**PROMPT**: Copy out each line of the material below with no changes.

┌─ DATA EXTRACT

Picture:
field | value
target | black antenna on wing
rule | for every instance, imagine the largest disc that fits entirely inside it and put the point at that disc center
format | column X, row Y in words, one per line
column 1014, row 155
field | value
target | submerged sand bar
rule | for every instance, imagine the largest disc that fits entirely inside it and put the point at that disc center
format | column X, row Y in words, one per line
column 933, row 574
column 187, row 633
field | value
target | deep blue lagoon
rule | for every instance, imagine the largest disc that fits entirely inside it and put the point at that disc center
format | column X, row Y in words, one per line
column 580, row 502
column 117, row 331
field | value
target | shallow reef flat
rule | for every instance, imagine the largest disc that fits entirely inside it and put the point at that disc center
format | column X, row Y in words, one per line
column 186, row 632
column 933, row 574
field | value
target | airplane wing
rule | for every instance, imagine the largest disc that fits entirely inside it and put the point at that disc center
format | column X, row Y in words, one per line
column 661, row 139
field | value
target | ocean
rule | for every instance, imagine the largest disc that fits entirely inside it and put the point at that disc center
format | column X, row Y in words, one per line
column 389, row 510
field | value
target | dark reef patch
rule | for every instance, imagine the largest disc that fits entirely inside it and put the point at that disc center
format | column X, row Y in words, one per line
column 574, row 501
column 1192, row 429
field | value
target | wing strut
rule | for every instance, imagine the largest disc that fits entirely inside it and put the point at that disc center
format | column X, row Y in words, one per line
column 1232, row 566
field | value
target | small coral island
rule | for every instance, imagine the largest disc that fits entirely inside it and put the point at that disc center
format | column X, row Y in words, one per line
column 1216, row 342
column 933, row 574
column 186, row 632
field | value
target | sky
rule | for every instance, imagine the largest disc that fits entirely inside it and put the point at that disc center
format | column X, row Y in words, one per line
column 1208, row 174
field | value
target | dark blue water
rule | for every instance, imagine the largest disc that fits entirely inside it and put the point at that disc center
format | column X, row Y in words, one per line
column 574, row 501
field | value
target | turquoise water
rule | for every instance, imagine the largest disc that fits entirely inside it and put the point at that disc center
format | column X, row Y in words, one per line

└─

**WRITTEN SOLUTION**:
Picture:
field | value
target | black antenna on wing
rule | for every instance, imagine the largest disc that fits entirely inside it and put the point at that disc center
format | column X, row Y in words, one per line
column 1014, row 155
field | value
target | submerged sand bar
rule | for every instance, imagine the largest disc that fits entirely inside it and put the point at that disc center
format | column X, row Y in words, one per line
column 933, row 574
column 187, row 633
field | value
target | deep blue lagoon
rule | for every instance, imagine the largest disc that fits entirely inside it and put the point at that disc center
format | column X, row Y in words, one per line
column 580, row 502
column 117, row 331
field | value
target | shallow reef flat
rule | for every instance, imagine the largest disc that fits entirely inside it and put the point at that disc center
format | column X, row Y in words, one per line
column 186, row 632
column 933, row 574
field | value
target | airplane wing
rule | for every instance, imagine the largest disc that fits entirely inside it and put the point at that disc center
format | column X, row Y in words, one per line
column 661, row 139
field | value
target | ocean
rule | for every instance, imagine the largest disc that fits entirely inside it and put the point at that disc center
format | column X, row Y in words, one per line
column 389, row 510
field | value
target | dark reef patch
rule | for every instance, imagine the largest disc that fits entirely inside it and put the point at that disc center
format | column X, row Y in words, one per line
column 574, row 501
column 1192, row 429
field | value
target | wing strut
rule | for every instance, imagine the largest disc that fits entirely inside it and put the point at that disc center
format | column X, row Y in words, one per line
column 1232, row 566
field | value
target | small coral island
rule | for every instance, imagine the largest disc that fits entirely inside it and put the point at that disc center
format | column X, row Y in words, one per line
column 1216, row 342
column 933, row 574
column 186, row 632
field | value
target | sky
rule | for every instance, imagine the largest disc that fits entirely inside it and put the point at that disc center
format | column X, row Y in words, one per line
column 1208, row 174
field | value
target | dark blue water
rule | for every instance, imagine the largest disc that fits entirely inside it and put the point at that disc center
format | column X, row Y in words, one per line
column 574, row 501
field | value
target | turquoise water
rule | for every instance, imagine the largest disc that fits entirely inside it and put the point at that disc center
format | column X, row Y in words, one per line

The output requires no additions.